演習問題 ::
A: 原文によると、退職所得申告書を書かない場合、退職金の約何割の税金を税務署に仮払いすることになりますか。
B: 一覧から、「gray」という語を含む行をすべて抜き出してください。

ちなみに、退職金の支給は、義務ではないです。
退職金を支払う事業所は、
規則や契約に退職金があることや、
いくら払うのかを定めています。
退職金があるという約束がなかったなら、
退職金は出ないです。
退職金の定めはないけど、
あの人はがんばってくれたから払いたいね、
と社長が言い出すことは、よくあります。
退職金の定めがなくても、退職金は払ってOKです。
ただし、もらえないほかの従業員から不満が出ないよう注意。
このひとだけ特別に退職に伴う功労、慰労金として払う、
支給を機に退職金規程を作るなど、
会社の内部でどう位置づけて説明するか、気をつけましょう。
作る書類① 退職所得申告書
作る書類の1つ目です。
申告書?なんで?という感じですよね。
実物はこんな感じ。
国税庁のHPに用紙があります。
細かくて、見るからに難しそう。
わかりやすく説明しますね。
まず、この書類は、
立ち位置がわかると理解しやすいです。
この書類は、年末調整のときなどに従業員に書いてもらう
「扶養控除等(異動)申告書」とあり方が似てます。
年末調整のときの申告書は、原則として、
★提出する/しないは従業員の自由
★書くのは従業員
★書いてもらった申告書は税務署に提出しない
★書いてもらった申告書は事業所が保管する
です。
でも、年末調整の実務の現場では、
提出する/しないは従業員の自由、なんですが、
いちぶを除いてほとんどの職員が提出してますよね。
書くのは従業員、なんですが、
書き方がわからない従業員も多いので、
経理で書き方を指導してあげたりしますよね。
この退職金の申告書も同じです。
申告書を書くかどうかは退職者の自由です。
でも、書かない場合には、
退職金の約2割(!)の税金を税務署に仮払いすることになり、
退職者本人が自分で確定申告をしなければ、仮払いした税金は戻りません。
なので、普通はみんな書きます。
そもそも従業員は書く/書かないの選択の存在やその違いは
意味がわからないし、言われるがままという人が多いでしょう。
ですから、実務の現場では、
事業所が従業員に「書いてもらう」という感じではないでしょうか。
原則として、記入するのは従業員ということになってますが、
実際には、退職金の申告書をひとりでは書けないでしょう。
やはり実務の現場では、
経理が書き方を指導して「書いてもらう」という感じではないでしょうか。
そして、書いてもらった退職金の申告書は、
税務署に提出しません。
事業所が保管していればOKです。
書いてもらうこと、保管することを忘れたら、
税務調査でのリスクは大きいとなります。
では、書き方を超ざっくり説明します。
退職金を受け取るひとが、
今回、生まれて初めて退職金を受け取るなら、
記入するのは青の部分だけ!
その場合の書き方です。
書類の大部分は無視してOK!
青い部分の記入のしかたです。
左上の部分に、
「退職金を払う事業所」の住所・名前を書きます。
右上の部分に、
「退職金を受け取る従業員」の住所・名前を書きます。
「同上」というのは、「上に書いてあるのと同じだよ」という意味です。
2文字で済みます。
左下の部分は、
①に、「退職金の支払日」を書きます。
②には、チェックを2か所入れます。

演習用資料 ::
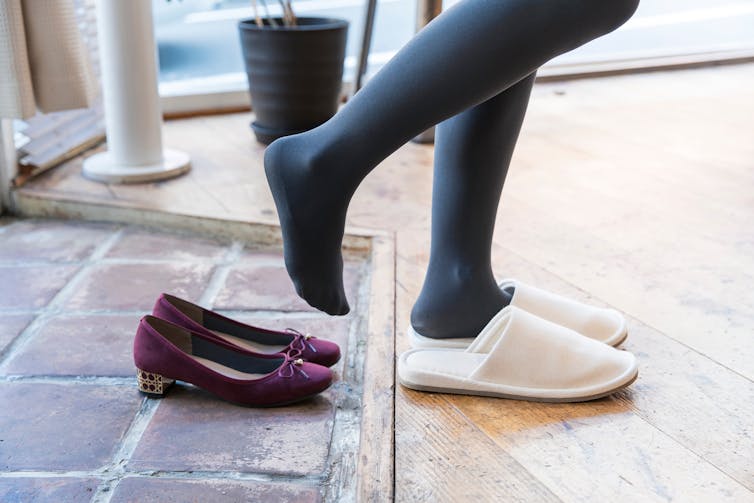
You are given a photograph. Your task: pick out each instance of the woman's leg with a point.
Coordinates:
(467, 55)
(472, 152)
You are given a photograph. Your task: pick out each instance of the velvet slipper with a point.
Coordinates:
(251, 338)
(601, 324)
(165, 352)
(521, 356)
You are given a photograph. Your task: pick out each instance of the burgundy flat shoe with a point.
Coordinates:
(165, 352)
(250, 338)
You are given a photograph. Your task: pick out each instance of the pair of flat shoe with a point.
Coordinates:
(238, 362)
(520, 354)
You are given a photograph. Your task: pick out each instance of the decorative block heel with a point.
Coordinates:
(154, 385)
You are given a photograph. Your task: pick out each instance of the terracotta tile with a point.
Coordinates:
(79, 345)
(136, 286)
(59, 241)
(264, 284)
(47, 490)
(193, 430)
(62, 427)
(162, 490)
(32, 287)
(11, 326)
(143, 244)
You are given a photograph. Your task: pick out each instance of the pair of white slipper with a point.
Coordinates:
(541, 347)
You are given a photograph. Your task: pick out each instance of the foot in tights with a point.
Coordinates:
(470, 53)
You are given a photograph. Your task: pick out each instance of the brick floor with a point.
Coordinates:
(193, 431)
(52, 241)
(73, 426)
(97, 345)
(38, 490)
(62, 426)
(11, 326)
(136, 286)
(141, 244)
(32, 287)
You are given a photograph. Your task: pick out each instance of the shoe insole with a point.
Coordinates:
(226, 371)
(250, 345)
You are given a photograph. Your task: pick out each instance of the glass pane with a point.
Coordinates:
(198, 39)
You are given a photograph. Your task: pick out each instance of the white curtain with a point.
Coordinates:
(43, 61)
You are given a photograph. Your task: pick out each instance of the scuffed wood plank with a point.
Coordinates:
(375, 462)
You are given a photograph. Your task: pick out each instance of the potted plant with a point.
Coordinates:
(294, 67)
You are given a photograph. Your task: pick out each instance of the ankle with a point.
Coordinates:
(456, 309)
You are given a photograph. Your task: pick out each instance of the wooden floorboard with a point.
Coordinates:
(635, 192)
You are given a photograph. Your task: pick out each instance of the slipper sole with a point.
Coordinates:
(458, 391)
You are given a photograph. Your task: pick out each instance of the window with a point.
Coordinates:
(201, 66)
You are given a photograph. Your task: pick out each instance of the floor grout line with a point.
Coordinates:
(128, 444)
(69, 380)
(220, 274)
(171, 474)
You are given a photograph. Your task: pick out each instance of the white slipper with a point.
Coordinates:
(601, 324)
(521, 356)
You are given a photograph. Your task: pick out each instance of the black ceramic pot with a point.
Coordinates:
(295, 73)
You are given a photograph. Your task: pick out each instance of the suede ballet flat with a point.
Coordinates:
(521, 356)
(601, 324)
(248, 337)
(165, 352)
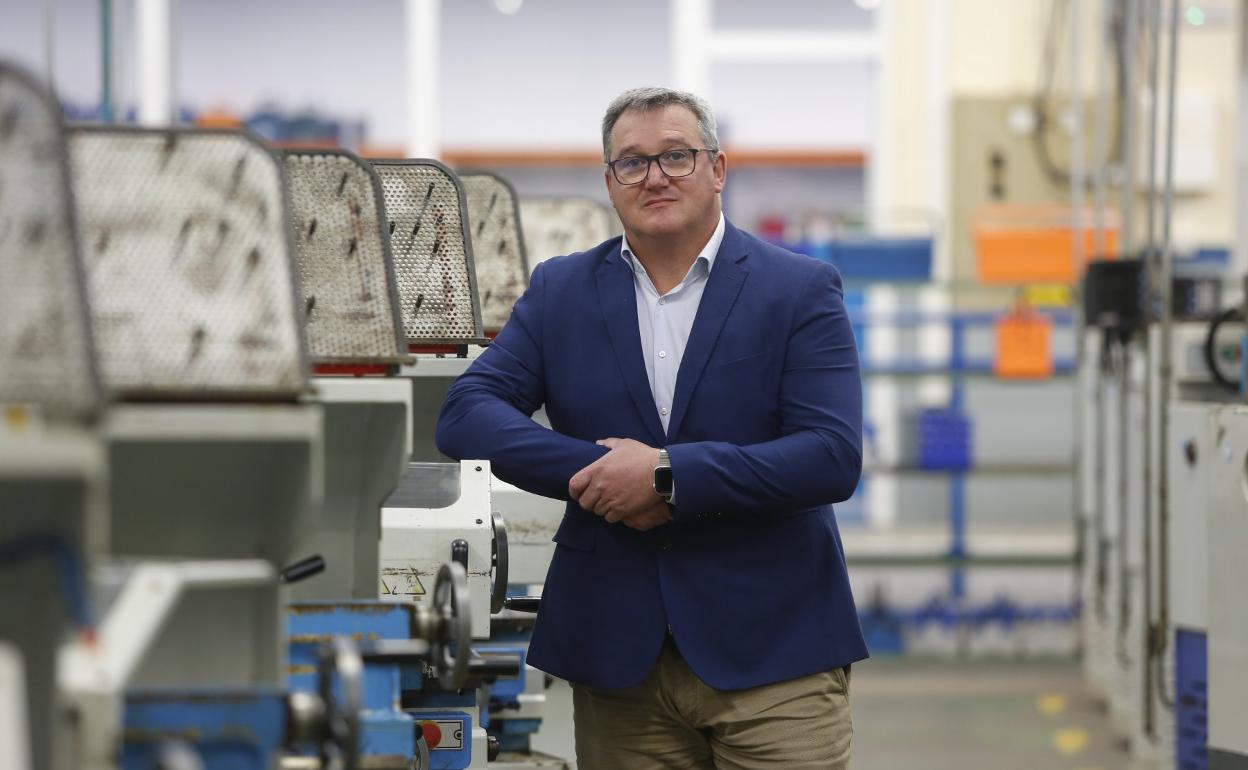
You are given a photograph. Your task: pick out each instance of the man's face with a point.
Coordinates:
(660, 205)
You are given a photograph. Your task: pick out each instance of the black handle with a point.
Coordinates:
(459, 553)
(492, 667)
(522, 604)
(303, 569)
(408, 652)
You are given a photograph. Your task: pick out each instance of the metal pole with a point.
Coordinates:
(1078, 235)
(423, 20)
(1101, 127)
(50, 44)
(1161, 633)
(1155, 24)
(154, 30)
(106, 61)
(1130, 94)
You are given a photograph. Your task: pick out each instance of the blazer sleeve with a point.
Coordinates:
(818, 458)
(488, 409)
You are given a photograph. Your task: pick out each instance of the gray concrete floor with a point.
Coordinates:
(945, 715)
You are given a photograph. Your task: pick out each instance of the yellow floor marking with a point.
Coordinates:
(1051, 705)
(1071, 740)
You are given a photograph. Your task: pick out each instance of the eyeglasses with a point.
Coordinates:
(633, 169)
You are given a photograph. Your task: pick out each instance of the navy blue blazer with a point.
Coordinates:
(765, 433)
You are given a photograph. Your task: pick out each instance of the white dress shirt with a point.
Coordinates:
(665, 321)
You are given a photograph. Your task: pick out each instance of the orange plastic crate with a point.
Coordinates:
(1023, 346)
(1035, 243)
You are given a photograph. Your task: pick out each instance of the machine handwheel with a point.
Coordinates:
(501, 564)
(452, 645)
(340, 750)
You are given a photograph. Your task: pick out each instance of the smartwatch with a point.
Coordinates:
(663, 477)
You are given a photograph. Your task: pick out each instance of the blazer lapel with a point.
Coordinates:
(723, 286)
(618, 300)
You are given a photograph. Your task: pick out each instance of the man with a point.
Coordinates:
(704, 396)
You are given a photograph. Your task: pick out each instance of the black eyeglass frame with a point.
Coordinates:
(654, 159)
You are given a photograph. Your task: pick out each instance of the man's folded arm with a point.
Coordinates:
(819, 457)
(488, 411)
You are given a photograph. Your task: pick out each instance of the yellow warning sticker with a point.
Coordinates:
(1071, 741)
(1047, 295)
(401, 579)
(1051, 704)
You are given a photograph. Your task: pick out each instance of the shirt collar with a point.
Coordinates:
(706, 256)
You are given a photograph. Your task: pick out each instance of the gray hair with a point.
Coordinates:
(655, 99)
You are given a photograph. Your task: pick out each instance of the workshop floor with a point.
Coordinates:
(942, 715)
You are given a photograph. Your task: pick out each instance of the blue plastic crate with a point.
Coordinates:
(944, 439)
(1191, 700)
(879, 258)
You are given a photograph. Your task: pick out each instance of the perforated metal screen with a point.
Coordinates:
(497, 246)
(186, 241)
(433, 258)
(562, 226)
(350, 296)
(45, 342)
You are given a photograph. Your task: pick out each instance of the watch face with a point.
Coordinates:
(663, 481)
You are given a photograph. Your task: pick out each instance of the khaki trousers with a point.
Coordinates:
(674, 720)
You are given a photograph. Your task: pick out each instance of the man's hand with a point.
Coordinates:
(620, 484)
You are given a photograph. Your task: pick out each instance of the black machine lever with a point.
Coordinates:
(459, 553)
(492, 667)
(403, 652)
(303, 569)
(522, 604)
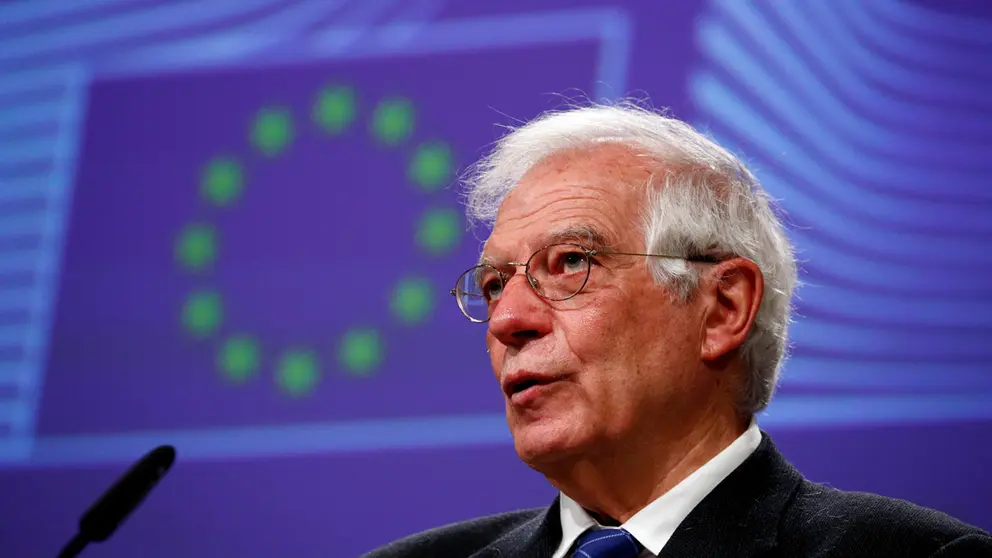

解答 ::
A: 約2割です。

B:
You are given a photograph. Your task: pick out each instance of the gray concrete floor with a point.
You are given a photograph. Your task: pick out each instance of the gray hair with a point.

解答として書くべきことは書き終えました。